**YOUR ASSIGNMENT**
Wherever a line in the records below contains "plant", copy that line.

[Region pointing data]
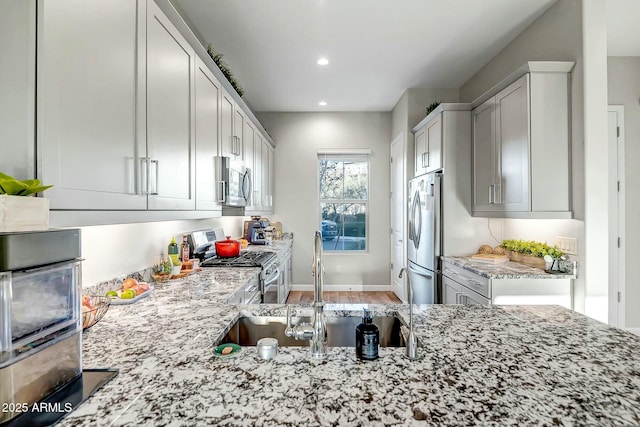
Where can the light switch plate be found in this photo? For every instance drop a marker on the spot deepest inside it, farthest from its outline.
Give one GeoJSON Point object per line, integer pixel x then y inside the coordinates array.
{"type": "Point", "coordinates": [568, 245]}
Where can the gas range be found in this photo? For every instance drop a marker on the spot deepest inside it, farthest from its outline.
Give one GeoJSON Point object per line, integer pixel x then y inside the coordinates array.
{"type": "Point", "coordinates": [245, 259]}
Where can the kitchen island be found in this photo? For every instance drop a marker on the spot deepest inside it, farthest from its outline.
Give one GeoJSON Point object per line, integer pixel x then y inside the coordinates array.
{"type": "Point", "coordinates": [501, 365]}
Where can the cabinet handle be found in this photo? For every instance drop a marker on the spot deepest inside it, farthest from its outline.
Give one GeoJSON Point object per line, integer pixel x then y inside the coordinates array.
{"type": "Point", "coordinates": [222, 192]}
{"type": "Point", "coordinates": [144, 178]}
{"type": "Point", "coordinates": [458, 295]}
{"type": "Point", "coordinates": [155, 191]}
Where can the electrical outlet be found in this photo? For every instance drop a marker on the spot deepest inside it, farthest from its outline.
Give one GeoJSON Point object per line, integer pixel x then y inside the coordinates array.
{"type": "Point", "coordinates": [568, 245]}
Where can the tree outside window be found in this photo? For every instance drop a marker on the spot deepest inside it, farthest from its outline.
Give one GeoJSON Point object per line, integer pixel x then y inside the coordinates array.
{"type": "Point", "coordinates": [343, 200]}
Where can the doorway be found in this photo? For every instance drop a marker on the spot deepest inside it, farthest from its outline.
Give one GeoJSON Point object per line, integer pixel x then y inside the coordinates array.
{"type": "Point", "coordinates": [398, 214]}
{"type": "Point", "coordinates": [615, 132]}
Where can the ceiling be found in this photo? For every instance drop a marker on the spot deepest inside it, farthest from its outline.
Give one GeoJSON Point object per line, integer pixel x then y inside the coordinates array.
{"type": "Point", "coordinates": [376, 48]}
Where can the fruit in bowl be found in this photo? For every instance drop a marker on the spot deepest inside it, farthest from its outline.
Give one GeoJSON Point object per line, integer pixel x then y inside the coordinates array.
{"type": "Point", "coordinates": [130, 289]}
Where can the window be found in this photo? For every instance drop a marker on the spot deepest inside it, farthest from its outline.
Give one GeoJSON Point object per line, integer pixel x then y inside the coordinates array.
{"type": "Point", "coordinates": [343, 198]}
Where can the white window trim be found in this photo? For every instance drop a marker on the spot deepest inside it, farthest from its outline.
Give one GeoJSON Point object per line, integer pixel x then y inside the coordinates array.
{"type": "Point", "coordinates": [345, 154]}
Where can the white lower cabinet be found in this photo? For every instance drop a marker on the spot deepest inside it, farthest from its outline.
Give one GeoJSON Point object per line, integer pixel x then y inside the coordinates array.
{"type": "Point", "coordinates": [461, 286]}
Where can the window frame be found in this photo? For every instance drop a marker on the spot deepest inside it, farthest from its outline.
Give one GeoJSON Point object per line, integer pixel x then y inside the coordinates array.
{"type": "Point", "coordinates": [345, 154]}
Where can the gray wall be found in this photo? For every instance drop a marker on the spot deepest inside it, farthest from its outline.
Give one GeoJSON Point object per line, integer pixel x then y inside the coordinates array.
{"type": "Point", "coordinates": [624, 89]}
{"type": "Point", "coordinates": [17, 87]}
{"type": "Point", "coordinates": [299, 136]}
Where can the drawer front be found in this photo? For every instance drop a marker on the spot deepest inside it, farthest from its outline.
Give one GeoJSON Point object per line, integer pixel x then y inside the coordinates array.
{"type": "Point", "coordinates": [475, 282]}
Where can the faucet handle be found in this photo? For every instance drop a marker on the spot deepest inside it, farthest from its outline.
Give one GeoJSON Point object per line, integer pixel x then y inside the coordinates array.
{"type": "Point", "coordinates": [289, 330]}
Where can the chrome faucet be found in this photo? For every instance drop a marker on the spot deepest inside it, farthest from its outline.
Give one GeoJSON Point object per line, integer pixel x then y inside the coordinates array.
{"type": "Point", "coordinates": [412, 342]}
{"type": "Point", "coordinates": [316, 333]}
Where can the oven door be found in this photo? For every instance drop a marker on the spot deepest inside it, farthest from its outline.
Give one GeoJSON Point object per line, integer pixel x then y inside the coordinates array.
{"type": "Point", "coordinates": [270, 286]}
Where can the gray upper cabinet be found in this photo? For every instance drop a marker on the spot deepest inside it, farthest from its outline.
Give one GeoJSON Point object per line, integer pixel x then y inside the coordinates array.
{"type": "Point", "coordinates": [206, 135]}
{"type": "Point", "coordinates": [170, 115]}
{"type": "Point", "coordinates": [520, 134]}
{"type": "Point", "coordinates": [91, 128]}
{"type": "Point", "coordinates": [428, 145]}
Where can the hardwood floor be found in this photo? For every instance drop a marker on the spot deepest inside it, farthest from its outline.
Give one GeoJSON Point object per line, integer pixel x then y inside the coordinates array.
{"type": "Point", "coordinates": [333, 297]}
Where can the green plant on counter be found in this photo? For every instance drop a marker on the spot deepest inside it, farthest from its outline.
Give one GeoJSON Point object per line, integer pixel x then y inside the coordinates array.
{"type": "Point", "coordinates": [217, 58]}
{"type": "Point", "coordinates": [431, 107]}
{"type": "Point", "coordinates": [531, 247]}
{"type": "Point", "coordinates": [14, 187]}
{"type": "Point", "coordinates": [162, 267]}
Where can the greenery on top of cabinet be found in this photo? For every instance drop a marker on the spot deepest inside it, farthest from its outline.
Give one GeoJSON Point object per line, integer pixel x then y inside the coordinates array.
{"type": "Point", "coordinates": [217, 58]}
{"type": "Point", "coordinates": [431, 107]}
{"type": "Point", "coordinates": [531, 247]}
{"type": "Point", "coordinates": [14, 187]}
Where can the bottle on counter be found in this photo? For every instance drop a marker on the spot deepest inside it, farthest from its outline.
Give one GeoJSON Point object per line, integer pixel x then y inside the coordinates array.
{"type": "Point", "coordinates": [173, 252]}
{"type": "Point", "coordinates": [367, 338]}
{"type": "Point", "coordinates": [184, 249]}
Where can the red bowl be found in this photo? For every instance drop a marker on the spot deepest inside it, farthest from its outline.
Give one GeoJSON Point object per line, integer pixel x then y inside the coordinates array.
{"type": "Point", "coordinates": [228, 248]}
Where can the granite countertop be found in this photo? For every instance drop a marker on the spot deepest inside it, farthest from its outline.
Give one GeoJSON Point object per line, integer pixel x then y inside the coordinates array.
{"type": "Point", "coordinates": [505, 270]}
{"type": "Point", "coordinates": [488, 365]}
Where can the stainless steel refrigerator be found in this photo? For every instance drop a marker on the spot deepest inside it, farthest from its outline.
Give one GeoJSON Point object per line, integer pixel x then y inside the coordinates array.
{"type": "Point", "coordinates": [425, 237]}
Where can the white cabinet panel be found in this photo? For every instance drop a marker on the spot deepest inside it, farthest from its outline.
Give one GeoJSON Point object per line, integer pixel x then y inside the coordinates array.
{"type": "Point", "coordinates": [512, 141]}
{"type": "Point", "coordinates": [521, 150]}
{"type": "Point", "coordinates": [170, 71]}
{"type": "Point", "coordinates": [207, 93]}
{"type": "Point", "coordinates": [90, 119]}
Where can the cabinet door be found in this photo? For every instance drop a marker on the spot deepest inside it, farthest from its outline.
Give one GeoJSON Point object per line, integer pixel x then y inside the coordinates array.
{"type": "Point", "coordinates": [227, 139]}
{"type": "Point", "coordinates": [512, 141]}
{"type": "Point", "coordinates": [239, 120]}
{"type": "Point", "coordinates": [484, 164]}
{"type": "Point", "coordinates": [206, 135]}
{"type": "Point", "coordinates": [434, 144]}
{"type": "Point", "coordinates": [257, 170]}
{"type": "Point", "coordinates": [170, 118]}
{"type": "Point", "coordinates": [420, 152]}
{"type": "Point", "coordinates": [452, 291]}
{"type": "Point", "coordinates": [249, 160]}
{"type": "Point", "coordinates": [265, 175]}
{"type": "Point", "coordinates": [272, 177]}
{"type": "Point", "coordinates": [91, 128]}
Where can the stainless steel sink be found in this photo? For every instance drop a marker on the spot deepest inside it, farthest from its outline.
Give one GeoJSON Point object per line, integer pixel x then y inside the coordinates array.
{"type": "Point", "coordinates": [341, 331]}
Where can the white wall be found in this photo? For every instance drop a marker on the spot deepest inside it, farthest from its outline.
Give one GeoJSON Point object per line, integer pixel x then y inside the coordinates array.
{"type": "Point", "coordinates": [17, 87]}
{"type": "Point", "coordinates": [110, 251]}
{"type": "Point", "coordinates": [623, 77]}
{"type": "Point", "coordinates": [299, 136]}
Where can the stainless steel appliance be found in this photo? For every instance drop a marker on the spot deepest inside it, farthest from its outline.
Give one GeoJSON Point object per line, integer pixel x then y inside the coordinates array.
{"type": "Point", "coordinates": [234, 182]}
{"type": "Point", "coordinates": [40, 316]}
{"type": "Point", "coordinates": [425, 237]}
{"type": "Point", "coordinates": [255, 231]}
{"type": "Point", "coordinates": [269, 274]}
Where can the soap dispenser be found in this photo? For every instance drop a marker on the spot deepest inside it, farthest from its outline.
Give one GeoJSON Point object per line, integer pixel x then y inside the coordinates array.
{"type": "Point", "coordinates": [367, 338]}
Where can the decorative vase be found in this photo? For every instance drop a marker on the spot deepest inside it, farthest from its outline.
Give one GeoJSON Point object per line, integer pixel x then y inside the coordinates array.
{"type": "Point", "coordinates": [23, 213]}
{"type": "Point", "coordinates": [527, 259]}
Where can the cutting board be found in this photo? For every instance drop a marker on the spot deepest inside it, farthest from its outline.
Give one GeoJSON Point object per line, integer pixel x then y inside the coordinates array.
{"type": "Point", "coordinates": [490, 258]}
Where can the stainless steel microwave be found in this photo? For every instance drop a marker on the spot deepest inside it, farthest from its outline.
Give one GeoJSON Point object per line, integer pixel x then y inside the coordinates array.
{"type": "Point", "coordinates": [234, 182]}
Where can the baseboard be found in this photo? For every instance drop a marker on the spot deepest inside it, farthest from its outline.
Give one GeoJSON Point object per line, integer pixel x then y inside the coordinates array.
{"type": "Point", "coordinates": [635, 331]}
{"type": "Point", "coordinates": [344, 288]}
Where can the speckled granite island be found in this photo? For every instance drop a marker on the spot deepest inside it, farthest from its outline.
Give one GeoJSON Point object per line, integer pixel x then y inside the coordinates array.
{"type": "Point", "coordinates": [478, 365]}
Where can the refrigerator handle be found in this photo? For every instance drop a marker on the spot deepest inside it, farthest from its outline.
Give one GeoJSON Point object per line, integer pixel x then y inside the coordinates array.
{"type": "Point", "coordinates": [419, 273]}
{"type": "Point", "coordinates": [438, 216]}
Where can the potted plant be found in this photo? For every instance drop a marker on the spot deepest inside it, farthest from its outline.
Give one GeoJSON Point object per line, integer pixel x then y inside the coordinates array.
{"type": "Point", "coordinates": [19, 211]}
{"type": "Point", "coordinates": [530, 252]}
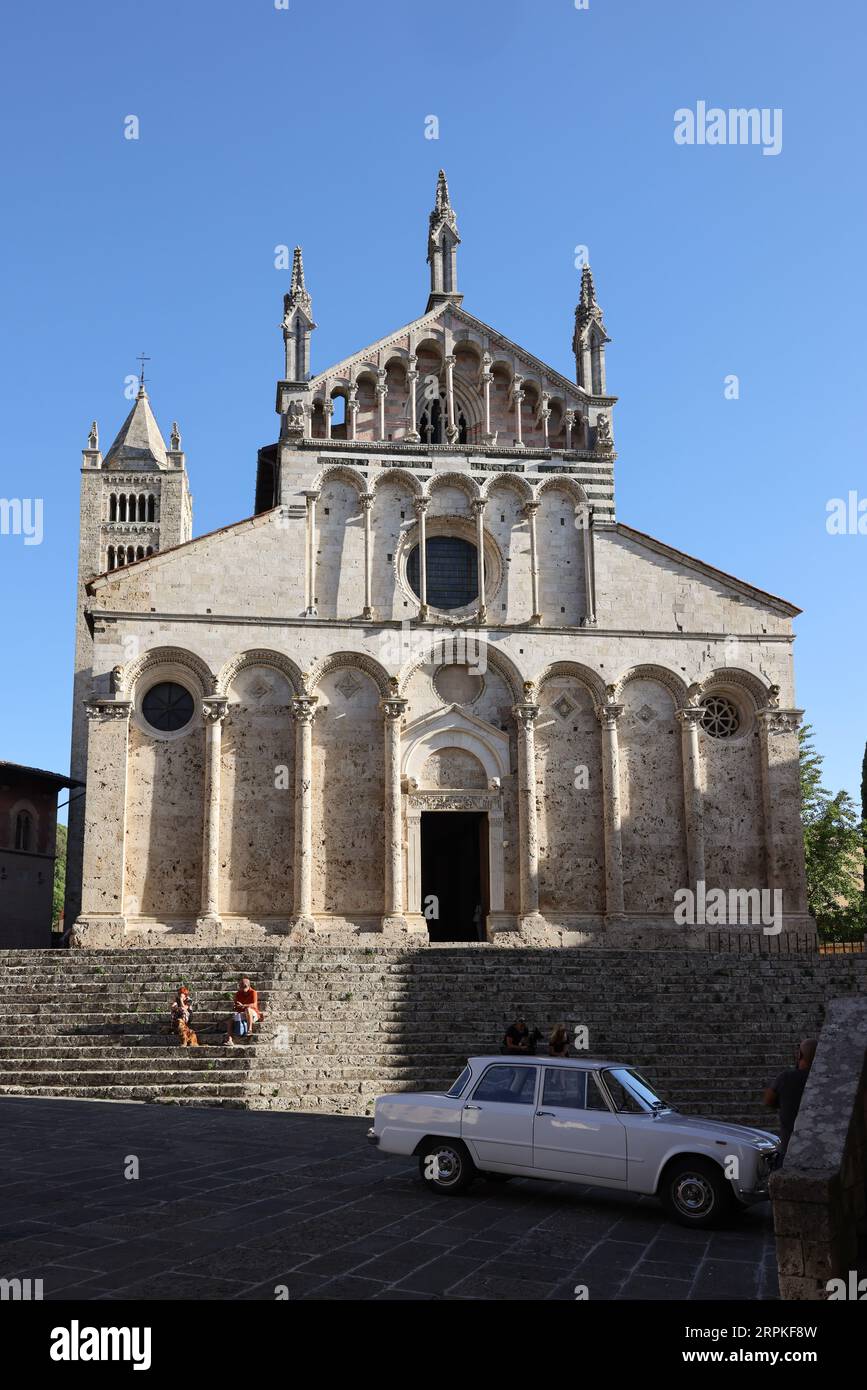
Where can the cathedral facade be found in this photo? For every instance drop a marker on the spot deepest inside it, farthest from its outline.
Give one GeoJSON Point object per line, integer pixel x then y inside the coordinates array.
{"type": "Point", "coordinates": [432, 688]}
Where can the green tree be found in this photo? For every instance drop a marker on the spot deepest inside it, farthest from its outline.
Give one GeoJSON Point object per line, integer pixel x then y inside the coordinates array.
{"type": "Point", "coordinates": [60, 875]}
{"type": "Point", "coordinates": [834, 849]}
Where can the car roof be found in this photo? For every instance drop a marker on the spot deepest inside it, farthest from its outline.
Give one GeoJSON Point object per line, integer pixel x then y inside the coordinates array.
{"type": "Point", "coordinates": [587, 1062]}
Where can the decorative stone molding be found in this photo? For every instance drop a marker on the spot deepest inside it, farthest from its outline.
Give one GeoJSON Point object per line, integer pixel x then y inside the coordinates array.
{"type": "Point", "coordinates": [166, 656]}
{"type": "Point", "coordinates": [259, 656]}
{"type": "Point", "coordinates": [780, 720]}
{"type": "Point", "coordinates": [359, 660]}
{"type": "Point", "coordinates": [114, 709]}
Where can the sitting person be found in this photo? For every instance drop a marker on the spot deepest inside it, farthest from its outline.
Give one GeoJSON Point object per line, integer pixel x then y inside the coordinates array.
{"type": "Point", "coordinates": [520, 1039]}
{"type": "Point", "coordinates": [246, 1005]}
{"type": "Point", "coordinates": [557, 1043]}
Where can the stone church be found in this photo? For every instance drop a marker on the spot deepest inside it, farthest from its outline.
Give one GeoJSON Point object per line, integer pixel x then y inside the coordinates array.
{"type": "Point", "coordinates": [432, 688]}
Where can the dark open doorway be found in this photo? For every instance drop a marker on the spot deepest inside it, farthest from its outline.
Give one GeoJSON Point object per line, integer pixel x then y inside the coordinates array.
{"type": "Point", "coordinates": [455, 873]}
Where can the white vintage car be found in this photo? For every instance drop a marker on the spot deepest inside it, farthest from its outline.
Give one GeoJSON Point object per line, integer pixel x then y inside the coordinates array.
{"type": "Point", "coordinates": [578, 1121]}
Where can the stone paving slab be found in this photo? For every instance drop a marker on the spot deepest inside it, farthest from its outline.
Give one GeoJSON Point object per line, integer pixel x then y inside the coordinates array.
{"type": "Point", "coordinates": [234, 1204]}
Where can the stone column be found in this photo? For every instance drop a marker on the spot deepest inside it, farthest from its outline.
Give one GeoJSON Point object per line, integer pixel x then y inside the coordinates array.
{"type": "Point", "coordinates": [367, 502]}
{"type": "Point", "coordinates": [214, 709]}
{"type": "Point", "coordinates": [478, 510]}
{"type": "Point", "coordinates": [607, 716]}
{"type": "Point", "coordinates": [781, 799]}
{"type": "Point", "coordinates": [102, 911]}
{"type": "Point", "coordinates": [393, 709]}
{"type": "Point", "coordinates": [545, 414]}
{"type": "Point", "coordinates": [381, 395]}
{"type": "Point", "coordinates": [530, 512]}
{"type": "Point", "coordinates": [414, 904]}
{"type": "Point", "coordinates": [528, 829]}
{"type": "Point", "coordinates": [517, 395]}
{"type": "Point", "coordinates": [303, 709]}
{"type": "Point", "coordinates": [452, 431]}
{"type": "Point", "coordinates": [570, 420]}
{"type": "Point", "coordinates": [694, 801]}
{"type": "Point", "coordinates": [584, 520]}
{"type": "Point", "coordinates": [413, 437]}
{"type": "Point", "coordinates": [486, 377]}
{"type": "Point", "coordinates": [311, 501]}
{"type": "Point", "coordinates": [421, 510]}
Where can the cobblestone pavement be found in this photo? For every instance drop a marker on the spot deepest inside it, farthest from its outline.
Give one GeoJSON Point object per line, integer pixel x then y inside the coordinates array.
{"type": "Point", "coordinates": [232, 1204]}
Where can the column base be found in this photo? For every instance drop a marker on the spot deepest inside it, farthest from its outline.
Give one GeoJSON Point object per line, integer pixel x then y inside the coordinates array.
{"type": "Point", "coordinates": [209, 930]}
{"type": "Point", "coordinates": [97, 933]}
{"type": "Point", "coordinates": [399, 929]}
{"type": "Point", "coordinates": [302, 930]}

**REPLY TO THE TASK**
Where can the green plant on counter be found in this photo? For every instance drop a marker on the spot deepest inside it, farthest from its outline.
Where can the potted plant be found in this photo? For every instance drop a marker on the spot deepest inside it, farthest from its outline.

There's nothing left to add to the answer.